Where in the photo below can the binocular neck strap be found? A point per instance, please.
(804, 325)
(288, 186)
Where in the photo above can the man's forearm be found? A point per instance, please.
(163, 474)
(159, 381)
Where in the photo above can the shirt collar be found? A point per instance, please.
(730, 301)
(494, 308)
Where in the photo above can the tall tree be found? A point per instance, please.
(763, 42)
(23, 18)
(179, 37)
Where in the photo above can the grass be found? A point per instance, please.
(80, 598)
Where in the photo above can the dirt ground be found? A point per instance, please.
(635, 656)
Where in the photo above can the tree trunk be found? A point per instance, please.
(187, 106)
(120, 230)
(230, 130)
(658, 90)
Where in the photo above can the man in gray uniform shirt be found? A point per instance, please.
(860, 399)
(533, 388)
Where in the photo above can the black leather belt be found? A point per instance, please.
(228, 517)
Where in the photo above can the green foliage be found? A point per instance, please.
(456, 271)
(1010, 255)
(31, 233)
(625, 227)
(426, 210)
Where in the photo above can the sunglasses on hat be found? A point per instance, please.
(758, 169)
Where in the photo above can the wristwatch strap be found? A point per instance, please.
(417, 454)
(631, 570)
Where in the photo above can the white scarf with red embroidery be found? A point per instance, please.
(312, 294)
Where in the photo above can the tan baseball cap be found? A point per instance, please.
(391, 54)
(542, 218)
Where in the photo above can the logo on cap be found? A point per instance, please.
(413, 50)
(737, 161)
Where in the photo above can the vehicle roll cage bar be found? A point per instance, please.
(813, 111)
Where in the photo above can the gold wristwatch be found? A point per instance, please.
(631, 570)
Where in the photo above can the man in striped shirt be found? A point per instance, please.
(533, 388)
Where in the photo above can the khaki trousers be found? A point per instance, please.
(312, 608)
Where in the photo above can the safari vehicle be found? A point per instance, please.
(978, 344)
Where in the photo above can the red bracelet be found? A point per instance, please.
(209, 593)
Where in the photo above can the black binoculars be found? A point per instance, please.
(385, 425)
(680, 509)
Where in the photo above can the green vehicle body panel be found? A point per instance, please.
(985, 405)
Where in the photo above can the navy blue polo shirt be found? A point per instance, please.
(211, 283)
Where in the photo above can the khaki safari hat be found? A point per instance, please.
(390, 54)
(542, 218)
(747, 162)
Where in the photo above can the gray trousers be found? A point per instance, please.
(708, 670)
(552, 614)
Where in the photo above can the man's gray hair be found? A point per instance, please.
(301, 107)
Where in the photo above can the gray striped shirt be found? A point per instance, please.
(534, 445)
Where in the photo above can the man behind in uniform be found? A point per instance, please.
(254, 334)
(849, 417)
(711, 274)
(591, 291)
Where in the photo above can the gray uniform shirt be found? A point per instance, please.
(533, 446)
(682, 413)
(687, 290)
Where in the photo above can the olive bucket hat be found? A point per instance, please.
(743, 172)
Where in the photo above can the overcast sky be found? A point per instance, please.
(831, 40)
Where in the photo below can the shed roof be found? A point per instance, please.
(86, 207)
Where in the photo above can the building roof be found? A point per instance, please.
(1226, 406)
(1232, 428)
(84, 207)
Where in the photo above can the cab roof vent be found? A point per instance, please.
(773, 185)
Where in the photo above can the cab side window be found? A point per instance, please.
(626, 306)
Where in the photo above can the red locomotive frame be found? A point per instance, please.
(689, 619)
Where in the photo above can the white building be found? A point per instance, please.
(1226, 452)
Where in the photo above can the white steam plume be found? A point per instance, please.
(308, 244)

----

# [BRIEF]
Copy the material above word for word, starting at the line that contains "Where in the photo above can the white building" and stopping after the last line of the material.

# [FULL RESPONSE]
Where in the photo above can the white building be found? A point per instance, please.
(1226, 452)
Where in the photo above can the white steam plume be found? A point per instance, please.
(308, 244)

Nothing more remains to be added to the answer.